**Task**
Please write out all of the records below exactly as they appear.

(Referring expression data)

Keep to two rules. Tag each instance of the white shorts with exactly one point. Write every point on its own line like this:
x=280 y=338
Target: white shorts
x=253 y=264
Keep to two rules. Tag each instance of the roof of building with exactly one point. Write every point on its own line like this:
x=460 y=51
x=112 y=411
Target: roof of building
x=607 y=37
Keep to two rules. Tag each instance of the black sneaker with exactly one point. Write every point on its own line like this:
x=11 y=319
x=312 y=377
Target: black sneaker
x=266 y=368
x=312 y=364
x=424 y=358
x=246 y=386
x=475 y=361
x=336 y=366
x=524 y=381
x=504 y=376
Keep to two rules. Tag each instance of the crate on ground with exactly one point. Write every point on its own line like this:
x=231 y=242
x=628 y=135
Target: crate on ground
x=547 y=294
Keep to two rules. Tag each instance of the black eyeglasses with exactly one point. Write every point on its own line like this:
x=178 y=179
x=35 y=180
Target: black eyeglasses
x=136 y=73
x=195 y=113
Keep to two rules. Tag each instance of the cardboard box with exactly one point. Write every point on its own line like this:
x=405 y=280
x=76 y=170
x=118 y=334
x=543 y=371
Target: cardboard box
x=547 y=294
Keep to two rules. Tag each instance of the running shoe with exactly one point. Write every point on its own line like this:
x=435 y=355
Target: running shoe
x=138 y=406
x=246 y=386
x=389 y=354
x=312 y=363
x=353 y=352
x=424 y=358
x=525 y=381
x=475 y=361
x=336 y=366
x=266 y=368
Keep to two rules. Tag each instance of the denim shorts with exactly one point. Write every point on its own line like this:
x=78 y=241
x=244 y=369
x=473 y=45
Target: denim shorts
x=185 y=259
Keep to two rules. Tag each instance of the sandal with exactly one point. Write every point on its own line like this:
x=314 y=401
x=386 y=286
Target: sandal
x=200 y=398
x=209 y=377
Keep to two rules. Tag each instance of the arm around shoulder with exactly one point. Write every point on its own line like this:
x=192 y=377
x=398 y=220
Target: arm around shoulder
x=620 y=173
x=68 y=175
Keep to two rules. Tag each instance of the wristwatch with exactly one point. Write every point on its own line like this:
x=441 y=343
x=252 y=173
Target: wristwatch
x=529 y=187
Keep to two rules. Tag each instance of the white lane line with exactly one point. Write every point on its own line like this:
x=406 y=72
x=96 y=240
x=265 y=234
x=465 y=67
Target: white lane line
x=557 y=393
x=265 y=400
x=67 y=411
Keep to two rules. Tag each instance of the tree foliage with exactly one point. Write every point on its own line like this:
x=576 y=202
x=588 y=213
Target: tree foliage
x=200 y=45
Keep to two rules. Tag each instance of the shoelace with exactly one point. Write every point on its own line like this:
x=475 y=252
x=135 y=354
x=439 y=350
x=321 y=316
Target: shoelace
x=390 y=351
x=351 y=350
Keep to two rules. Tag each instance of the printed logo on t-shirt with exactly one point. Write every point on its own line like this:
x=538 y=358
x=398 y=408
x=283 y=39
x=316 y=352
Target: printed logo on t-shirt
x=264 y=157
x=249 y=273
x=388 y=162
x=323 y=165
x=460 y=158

**Task output**
Keep to two rules. Tag each instance of the white shorts with exactly one point. Write every point on its own line like this:
x=280 y=338
Target: white shorts
x=253 y=264
Keep to two rules. Tag each instance of the roof of building with exactly one point. Write every point on its own line like this:
x=460 y=51
x=112 y=411
Target: roof of building
x=607 y=37
Keep to two rules. Tag each instance of the black sneaker with exactly one point. Write every point on its own line like this:
x=11 y=319
x=312 y=377
Target: black sneaker
x=266 y=368
x=312 y=364
x=424 y=358
x=246 y=386
x=475 y=361
x=336 y=366
x=524 y=381
x=504 y=376
Keep to two rules. Tag each instance of the crate on ground with exactly one point. Write every point on its own line like this:
x=231 y=242
x=628 y=135
Target: crate on ground
x=547 y=294
Keep to two rules. Tag each instance of the black eyeglasses with exactly one point. Write every point on its own line like this:
x=178 y=179
x=35 y=180
Target: black eyeglasses
x=136 y=73
x=195 y=113
Keep to two rules. Tag each instance of the cardboard box with exactly one point. Write every point on its own line like this:
x=405 y=280
x=76 y=170
x=118 y=334
x=543 y=371
Target: cardboard box
x=547 y=294
Keep to two rules. Tag each instance of the running shoe with exactly one point. Write every point on its own line like this:
x=435 y=355
Target: running shoe
x=138 y=406
x=246 y=386
x=389 y=354
x=312 y=363
x=353 y=352
x=424 y=358
x=525 y=381
x=475 y=361
x=336 y=366
x=266 y=368
Keep to two rules. Tag each instance of the denim shorts with exactly one point. Write every point on its own line like this:
x=78 y=241
x=244 y=369
x=473 y=45
Target: denim shorts
x=185 y=259
Keep to two rules. Tag each instance of the sandal with exactly one point. Write every point on its own line like this:
x=314 y=401
x=386 y=286
Target: sandal
x=200 y=398
x=209 y=377
Keep to two rules. Tag each instance of the arm around shoulder with exactly one point. Write every point on its own line like this:
x=192 y=377
x=398 y=220
Target: arm around shoulder
x=620 y=173
x=68 y=175
Keep to two rules. Tag each instance of the wristwatch with exactly one point. Write every point on its own line like this:
x=441 y=343
x=252 y=173
Target: wristwatch
x=529 y=187
Keep to two rules. Tag each instance of the white lane line with exactly one point. Write every point on its own line like this:
x=406 y=72
x=96 y=240
x=265 y=234
x=465 y=67
Target: white lane line
x=557 y=393
x=265 y=400
x=67 y=411
Keep to two rules. Tag each instance of the tree foliage with exactly one point. Write every point on its own line like this:
x=576 y=202
x=588 y=213
Target: tree foliage
x=200 y=45
Keep to two rules. Tag each instance of the shoelace with exactly one point. Write every point on its own line like this:
x=475 y=252
x=135 y=354
x=439 y=350
x=321 y=316
Target: shoelace
x=390 y=351
x=351 y=350
Keep to two rules. Tag each instance of the printed logo on t-shirt with exactly one point. Write every point on its own line like this:
x=538 y=358
x=398 y=408
x=283 y=39
x=316 y=352
Target: printed logo on t-shirt
x=264 y=157
x=249 y=273
x=388 y=162
x=323 y=165
x=460 y=158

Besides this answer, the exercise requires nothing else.